Replace every occurrence of "nose" with "muzzle" in the records below. Output the records again with everything else unchanged.

> **RECORDED INFORMATION**:
.....

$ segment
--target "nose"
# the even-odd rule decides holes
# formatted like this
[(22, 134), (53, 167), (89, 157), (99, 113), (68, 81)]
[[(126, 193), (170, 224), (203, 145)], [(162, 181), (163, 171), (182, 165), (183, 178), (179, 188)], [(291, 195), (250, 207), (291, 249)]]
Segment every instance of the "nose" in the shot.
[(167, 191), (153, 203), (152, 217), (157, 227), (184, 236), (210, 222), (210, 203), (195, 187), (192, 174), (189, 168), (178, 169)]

.....

> **CORRECT OUTPUT**:
$ segment
--target "muzzle"
# the even-odd rule decides holes
# formatted like this
[(22, 134), (53, 167), (89, 157), (99, 113), (68, 81)]
[[(126, 193), (170, 224), (203, 145)], [(162, 181), (163, 171), (182, 165), (183, 178), (179, 188)], [(291, 195), (250, 207), (291, 249)]]
Segment every instance of the "muzzle" in the shot.
[(167, 191), (153, 203), (152, 217), (157, 227), (184, 236), (210, 222), (210, 203), (195, 187), (192, 174), (189, 168), (178, 169)]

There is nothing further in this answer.